[PROVIDED MATERIAL]
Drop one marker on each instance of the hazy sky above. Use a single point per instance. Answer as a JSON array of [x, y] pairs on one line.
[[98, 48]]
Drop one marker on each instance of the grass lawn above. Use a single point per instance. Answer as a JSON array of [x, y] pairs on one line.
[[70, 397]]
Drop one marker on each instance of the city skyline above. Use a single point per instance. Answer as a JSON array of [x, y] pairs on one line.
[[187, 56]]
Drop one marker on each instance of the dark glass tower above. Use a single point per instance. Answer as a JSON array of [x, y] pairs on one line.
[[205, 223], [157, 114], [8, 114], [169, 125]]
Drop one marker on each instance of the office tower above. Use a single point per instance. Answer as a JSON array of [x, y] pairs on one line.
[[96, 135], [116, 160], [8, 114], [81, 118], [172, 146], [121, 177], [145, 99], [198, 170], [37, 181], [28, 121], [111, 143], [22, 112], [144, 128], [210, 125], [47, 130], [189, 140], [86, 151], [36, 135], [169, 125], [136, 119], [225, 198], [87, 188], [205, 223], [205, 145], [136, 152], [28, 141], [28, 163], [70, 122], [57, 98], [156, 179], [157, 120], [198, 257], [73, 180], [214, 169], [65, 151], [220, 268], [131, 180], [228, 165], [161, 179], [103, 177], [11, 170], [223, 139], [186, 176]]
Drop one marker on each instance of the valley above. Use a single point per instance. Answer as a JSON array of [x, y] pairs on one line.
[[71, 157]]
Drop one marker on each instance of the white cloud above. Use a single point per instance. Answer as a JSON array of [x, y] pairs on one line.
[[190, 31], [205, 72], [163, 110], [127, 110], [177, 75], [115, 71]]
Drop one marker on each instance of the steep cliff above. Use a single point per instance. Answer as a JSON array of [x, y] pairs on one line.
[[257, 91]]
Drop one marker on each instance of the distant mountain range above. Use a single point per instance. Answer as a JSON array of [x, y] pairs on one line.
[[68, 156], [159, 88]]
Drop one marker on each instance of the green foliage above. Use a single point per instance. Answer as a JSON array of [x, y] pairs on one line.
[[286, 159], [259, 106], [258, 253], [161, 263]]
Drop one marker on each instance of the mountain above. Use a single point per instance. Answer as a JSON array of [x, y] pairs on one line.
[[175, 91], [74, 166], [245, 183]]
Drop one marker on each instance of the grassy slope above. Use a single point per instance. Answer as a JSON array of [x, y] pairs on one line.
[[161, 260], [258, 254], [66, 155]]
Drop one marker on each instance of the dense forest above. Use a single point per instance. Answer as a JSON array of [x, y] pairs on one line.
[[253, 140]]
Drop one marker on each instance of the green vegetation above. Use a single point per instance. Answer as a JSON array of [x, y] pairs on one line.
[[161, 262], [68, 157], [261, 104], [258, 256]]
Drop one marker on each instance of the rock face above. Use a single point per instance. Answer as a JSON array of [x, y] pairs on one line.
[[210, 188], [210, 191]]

[AIM OF THE EXERCISE] Print exactly and only the lines that start at the line with "Drop one marker on each instance of the rock" and run through the end of the listing above.

[WRITTEN SOLUTION]
Drop one marker on each instance of the rock face above. Use a single point per instance. Answer as a JSON array of [x, y] pairs on one line.
[[210, 188], [210, 191]]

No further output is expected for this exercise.